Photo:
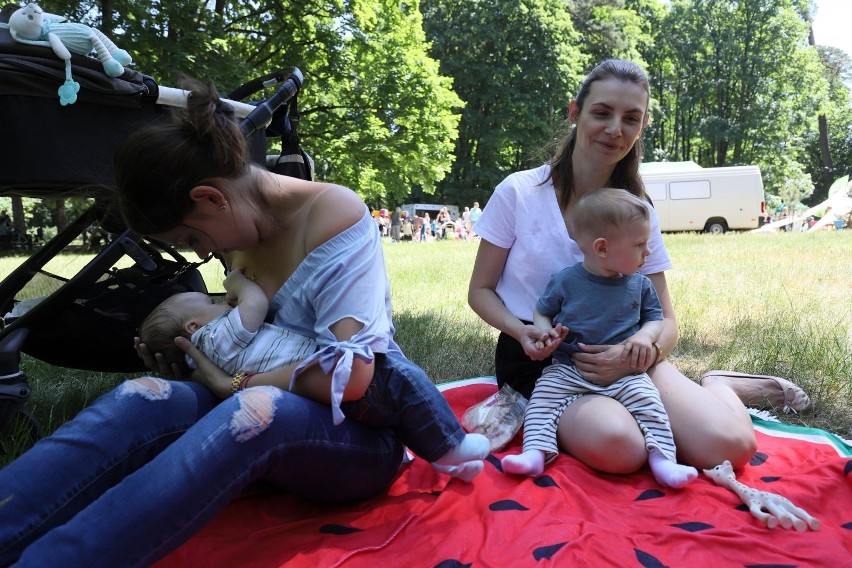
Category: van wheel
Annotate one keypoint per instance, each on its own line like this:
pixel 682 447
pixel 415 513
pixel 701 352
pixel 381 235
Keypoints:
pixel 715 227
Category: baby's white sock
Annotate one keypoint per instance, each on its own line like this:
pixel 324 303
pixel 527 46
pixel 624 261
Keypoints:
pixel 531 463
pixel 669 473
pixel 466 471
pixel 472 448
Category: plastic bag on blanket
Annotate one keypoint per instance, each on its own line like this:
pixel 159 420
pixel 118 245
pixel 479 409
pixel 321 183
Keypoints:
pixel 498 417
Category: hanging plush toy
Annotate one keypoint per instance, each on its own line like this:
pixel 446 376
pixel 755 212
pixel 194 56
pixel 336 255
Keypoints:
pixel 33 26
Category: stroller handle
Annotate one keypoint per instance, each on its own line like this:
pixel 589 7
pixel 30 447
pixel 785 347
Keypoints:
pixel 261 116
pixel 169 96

WHAT IS EXPECTED | Look through the records for the word "Category". Every line that has it should be copied.

TASK RESULT |
Category: van wheel
Category: baby's white sock
Category: plastic bag on blanket
Category: hanging plush toy
Category: stroller handle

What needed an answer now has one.